Look below for the line containing "white sky, the"; from there through the line containing "dry grass, the", both lines included, please set down each line exactly and nothing else.

Input data: Begin

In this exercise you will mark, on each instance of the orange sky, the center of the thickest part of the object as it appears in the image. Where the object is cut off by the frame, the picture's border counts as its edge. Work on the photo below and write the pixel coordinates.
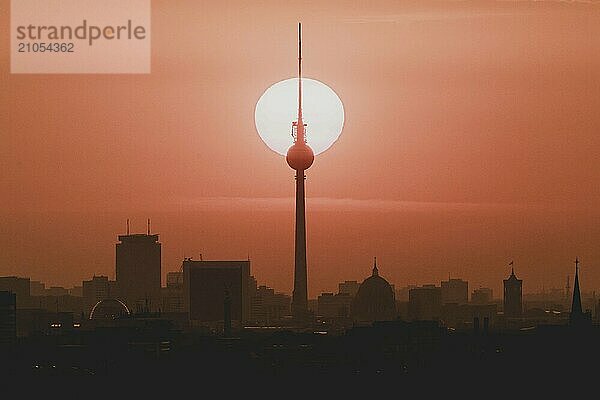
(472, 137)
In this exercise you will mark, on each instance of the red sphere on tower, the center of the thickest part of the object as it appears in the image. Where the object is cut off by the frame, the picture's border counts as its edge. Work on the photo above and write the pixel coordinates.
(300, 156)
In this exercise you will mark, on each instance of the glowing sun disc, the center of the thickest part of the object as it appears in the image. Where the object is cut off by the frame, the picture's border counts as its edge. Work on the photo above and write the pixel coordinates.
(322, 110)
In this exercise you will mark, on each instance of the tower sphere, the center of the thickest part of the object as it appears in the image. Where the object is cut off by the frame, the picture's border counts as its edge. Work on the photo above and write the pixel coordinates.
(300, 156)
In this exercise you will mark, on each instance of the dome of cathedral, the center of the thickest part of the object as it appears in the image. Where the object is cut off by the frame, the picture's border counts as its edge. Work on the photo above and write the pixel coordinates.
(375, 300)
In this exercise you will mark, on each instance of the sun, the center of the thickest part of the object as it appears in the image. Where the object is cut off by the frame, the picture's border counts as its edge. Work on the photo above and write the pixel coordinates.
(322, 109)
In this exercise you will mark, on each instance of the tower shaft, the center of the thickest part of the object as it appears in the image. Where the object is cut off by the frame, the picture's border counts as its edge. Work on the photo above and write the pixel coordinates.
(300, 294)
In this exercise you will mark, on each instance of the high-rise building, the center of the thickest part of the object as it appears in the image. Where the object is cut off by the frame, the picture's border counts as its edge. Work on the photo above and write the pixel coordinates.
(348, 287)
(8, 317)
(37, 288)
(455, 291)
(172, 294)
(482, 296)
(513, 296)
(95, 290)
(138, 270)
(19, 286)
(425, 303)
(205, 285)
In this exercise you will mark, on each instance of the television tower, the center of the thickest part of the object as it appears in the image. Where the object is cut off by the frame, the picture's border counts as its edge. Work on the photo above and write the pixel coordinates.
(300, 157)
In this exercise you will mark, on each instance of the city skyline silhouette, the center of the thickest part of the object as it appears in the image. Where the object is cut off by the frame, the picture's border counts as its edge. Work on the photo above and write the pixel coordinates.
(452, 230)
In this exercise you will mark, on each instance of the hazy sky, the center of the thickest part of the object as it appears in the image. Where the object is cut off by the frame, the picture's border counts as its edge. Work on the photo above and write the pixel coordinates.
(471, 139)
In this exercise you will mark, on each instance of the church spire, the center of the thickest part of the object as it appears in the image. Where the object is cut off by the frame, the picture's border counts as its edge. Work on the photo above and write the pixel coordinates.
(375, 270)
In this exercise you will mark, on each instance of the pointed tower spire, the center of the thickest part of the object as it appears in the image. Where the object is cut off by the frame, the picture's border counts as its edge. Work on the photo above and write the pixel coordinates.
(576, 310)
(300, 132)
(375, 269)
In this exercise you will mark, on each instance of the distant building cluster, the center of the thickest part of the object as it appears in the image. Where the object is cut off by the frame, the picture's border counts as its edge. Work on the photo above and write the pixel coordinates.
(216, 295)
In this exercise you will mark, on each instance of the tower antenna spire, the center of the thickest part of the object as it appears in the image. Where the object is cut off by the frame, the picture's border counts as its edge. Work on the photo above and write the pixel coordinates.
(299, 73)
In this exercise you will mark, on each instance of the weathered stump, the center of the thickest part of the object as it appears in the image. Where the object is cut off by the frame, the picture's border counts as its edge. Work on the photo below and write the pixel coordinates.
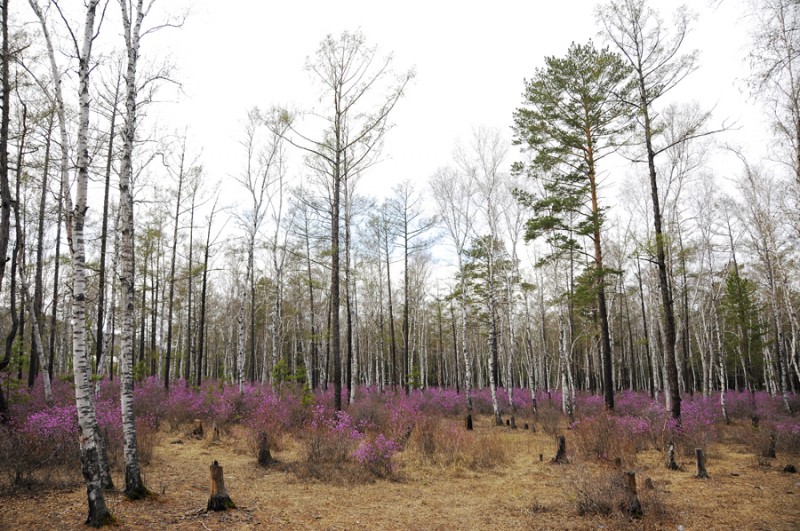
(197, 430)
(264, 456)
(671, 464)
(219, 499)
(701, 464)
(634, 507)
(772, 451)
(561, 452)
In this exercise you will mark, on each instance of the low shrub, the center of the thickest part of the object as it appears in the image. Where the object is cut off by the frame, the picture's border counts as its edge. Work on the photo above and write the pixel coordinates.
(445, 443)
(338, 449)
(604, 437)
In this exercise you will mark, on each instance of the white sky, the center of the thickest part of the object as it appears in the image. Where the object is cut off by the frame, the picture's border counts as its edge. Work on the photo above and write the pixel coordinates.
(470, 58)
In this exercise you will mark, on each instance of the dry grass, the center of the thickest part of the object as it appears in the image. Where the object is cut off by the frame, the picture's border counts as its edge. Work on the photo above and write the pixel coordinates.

Input data: End
Input data: Begin

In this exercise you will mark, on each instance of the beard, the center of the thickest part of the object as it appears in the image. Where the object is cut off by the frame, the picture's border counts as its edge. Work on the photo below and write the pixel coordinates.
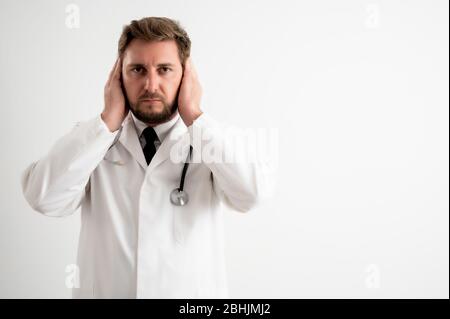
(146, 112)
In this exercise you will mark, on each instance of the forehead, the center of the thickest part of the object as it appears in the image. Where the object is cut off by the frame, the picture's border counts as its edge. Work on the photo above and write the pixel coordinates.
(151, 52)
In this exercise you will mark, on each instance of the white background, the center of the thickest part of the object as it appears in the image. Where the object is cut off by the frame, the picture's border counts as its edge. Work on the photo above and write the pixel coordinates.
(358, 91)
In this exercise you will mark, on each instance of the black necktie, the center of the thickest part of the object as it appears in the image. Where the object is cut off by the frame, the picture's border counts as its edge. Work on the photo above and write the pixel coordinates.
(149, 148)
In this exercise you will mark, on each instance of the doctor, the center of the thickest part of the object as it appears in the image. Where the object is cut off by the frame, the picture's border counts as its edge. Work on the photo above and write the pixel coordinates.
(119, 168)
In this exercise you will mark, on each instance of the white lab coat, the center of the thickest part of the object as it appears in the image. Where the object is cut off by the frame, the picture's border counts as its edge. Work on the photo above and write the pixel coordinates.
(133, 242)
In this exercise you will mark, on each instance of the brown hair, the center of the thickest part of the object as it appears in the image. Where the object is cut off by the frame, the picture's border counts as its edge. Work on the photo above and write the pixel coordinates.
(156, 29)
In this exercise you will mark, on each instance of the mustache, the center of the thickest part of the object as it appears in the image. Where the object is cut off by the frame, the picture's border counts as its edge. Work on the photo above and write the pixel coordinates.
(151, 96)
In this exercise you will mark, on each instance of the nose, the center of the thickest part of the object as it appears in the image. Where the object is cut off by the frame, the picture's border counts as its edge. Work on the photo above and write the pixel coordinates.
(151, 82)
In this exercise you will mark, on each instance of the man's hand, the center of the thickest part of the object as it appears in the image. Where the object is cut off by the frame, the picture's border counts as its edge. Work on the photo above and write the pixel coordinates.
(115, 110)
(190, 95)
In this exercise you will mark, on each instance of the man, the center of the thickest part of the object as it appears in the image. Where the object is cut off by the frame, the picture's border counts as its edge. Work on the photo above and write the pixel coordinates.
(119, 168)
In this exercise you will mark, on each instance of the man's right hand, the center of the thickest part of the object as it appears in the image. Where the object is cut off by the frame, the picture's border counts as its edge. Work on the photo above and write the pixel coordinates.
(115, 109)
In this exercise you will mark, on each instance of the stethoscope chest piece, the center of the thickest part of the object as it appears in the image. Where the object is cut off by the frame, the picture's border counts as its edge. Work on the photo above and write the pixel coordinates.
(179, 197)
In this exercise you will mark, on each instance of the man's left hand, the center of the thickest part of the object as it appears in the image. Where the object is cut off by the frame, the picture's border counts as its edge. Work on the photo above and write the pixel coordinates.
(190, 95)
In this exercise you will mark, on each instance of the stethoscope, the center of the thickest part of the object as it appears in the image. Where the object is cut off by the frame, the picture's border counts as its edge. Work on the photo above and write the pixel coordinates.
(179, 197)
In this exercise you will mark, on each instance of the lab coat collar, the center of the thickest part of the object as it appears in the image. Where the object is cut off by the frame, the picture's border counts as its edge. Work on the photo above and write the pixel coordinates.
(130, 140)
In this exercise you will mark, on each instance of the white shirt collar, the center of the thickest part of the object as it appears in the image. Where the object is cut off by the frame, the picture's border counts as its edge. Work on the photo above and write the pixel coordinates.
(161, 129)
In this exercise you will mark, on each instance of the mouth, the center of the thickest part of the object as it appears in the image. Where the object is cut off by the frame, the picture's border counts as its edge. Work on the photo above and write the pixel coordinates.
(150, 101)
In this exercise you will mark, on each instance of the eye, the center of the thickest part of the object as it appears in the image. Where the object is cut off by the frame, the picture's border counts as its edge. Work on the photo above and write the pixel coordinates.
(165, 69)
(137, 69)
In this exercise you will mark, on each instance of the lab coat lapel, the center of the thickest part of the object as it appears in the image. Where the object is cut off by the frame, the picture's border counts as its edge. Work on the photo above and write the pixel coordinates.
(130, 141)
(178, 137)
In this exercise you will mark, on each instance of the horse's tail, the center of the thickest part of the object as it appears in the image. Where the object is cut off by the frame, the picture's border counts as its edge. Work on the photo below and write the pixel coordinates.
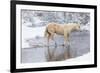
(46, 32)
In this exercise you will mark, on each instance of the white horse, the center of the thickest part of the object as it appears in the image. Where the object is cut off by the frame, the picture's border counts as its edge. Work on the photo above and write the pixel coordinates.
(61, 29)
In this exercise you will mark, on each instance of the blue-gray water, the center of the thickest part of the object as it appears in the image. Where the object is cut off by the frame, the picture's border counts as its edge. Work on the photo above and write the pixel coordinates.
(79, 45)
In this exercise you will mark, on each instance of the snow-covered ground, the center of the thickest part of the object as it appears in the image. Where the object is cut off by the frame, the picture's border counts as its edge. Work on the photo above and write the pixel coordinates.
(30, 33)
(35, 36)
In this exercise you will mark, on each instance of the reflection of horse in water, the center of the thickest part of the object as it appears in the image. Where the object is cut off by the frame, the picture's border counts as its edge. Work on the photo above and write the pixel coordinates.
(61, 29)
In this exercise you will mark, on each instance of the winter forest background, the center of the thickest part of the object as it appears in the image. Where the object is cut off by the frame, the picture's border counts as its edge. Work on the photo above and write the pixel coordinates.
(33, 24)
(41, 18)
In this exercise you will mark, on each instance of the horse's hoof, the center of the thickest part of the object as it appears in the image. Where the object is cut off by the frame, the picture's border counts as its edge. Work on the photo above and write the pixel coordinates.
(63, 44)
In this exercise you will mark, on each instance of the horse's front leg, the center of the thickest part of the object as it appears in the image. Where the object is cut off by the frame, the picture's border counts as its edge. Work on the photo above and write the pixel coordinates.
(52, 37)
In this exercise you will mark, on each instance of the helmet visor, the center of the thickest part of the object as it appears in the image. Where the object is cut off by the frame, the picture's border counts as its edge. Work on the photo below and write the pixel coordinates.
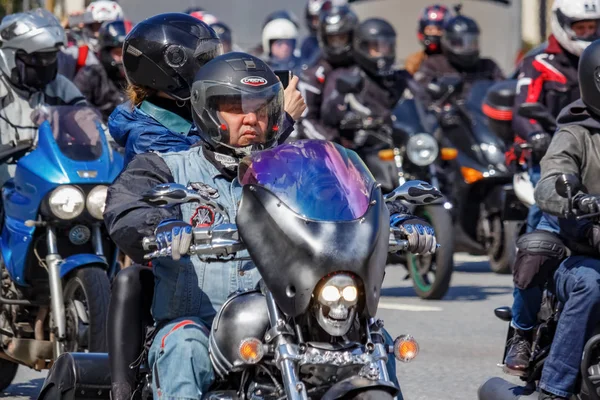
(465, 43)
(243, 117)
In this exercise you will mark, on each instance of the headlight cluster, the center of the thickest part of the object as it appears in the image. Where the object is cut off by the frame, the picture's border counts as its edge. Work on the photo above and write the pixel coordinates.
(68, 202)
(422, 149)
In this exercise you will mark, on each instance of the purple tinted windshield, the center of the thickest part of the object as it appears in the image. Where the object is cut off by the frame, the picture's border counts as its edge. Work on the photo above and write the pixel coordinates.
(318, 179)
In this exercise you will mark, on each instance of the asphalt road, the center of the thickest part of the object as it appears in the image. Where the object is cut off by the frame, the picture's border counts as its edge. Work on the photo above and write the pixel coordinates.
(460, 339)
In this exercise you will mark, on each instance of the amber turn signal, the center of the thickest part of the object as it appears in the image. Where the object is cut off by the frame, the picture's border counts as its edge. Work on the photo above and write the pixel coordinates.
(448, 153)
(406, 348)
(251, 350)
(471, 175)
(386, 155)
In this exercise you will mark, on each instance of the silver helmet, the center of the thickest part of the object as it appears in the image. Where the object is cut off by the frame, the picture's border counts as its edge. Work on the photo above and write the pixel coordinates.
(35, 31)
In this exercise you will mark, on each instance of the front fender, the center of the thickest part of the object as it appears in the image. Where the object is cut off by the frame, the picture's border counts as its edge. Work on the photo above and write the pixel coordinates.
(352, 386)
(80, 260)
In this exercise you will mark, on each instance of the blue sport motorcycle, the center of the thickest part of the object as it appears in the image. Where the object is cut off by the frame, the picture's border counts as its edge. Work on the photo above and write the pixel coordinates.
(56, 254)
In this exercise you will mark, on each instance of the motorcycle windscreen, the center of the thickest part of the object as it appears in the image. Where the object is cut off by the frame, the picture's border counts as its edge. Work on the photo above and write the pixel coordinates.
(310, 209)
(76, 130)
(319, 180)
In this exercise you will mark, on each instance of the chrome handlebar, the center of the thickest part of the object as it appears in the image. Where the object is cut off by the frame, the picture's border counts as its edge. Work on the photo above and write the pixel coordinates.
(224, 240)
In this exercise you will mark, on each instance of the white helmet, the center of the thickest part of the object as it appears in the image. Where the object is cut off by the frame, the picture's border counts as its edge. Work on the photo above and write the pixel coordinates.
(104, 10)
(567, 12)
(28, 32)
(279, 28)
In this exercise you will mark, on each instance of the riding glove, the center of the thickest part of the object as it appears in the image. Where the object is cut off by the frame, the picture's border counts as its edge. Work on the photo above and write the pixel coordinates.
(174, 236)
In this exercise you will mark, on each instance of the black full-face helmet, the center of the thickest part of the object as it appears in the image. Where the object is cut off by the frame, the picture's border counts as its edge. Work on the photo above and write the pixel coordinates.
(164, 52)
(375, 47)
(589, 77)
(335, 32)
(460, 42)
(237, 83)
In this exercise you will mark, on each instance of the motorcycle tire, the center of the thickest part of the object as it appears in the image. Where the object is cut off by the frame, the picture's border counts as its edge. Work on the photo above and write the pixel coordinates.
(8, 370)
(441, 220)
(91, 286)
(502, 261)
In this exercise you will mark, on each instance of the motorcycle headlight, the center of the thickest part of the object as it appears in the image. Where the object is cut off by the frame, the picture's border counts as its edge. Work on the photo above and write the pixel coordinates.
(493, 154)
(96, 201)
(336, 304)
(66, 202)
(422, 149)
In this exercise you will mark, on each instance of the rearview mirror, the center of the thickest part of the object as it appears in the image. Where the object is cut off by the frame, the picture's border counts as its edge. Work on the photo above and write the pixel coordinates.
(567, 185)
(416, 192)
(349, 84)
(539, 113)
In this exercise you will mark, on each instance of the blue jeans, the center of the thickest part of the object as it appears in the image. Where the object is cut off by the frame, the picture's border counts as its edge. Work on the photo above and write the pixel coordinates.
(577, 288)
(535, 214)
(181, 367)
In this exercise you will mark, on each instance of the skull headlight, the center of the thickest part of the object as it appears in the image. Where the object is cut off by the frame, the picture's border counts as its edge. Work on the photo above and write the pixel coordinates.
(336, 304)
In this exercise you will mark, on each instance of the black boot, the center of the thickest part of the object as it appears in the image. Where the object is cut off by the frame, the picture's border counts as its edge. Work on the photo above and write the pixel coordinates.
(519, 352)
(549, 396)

Input data: End

> _Answer to this task_:
In this exercise you will mark, on each instance of the white sky, the center of the thickest part of the object as it appears in the image. Where the object is cut off by the frame, the picture's border counts as its edge. Work on the photo above and write the pixel coordinates.
(470, 58)
In this exercise you will mark, on each instance of the dry grass, the center of the thickest part of the object as it appears in the image. Where the object is cut off by the frame, the picture's border counts as its edge. Work on the photo above and write the pixel coordinates.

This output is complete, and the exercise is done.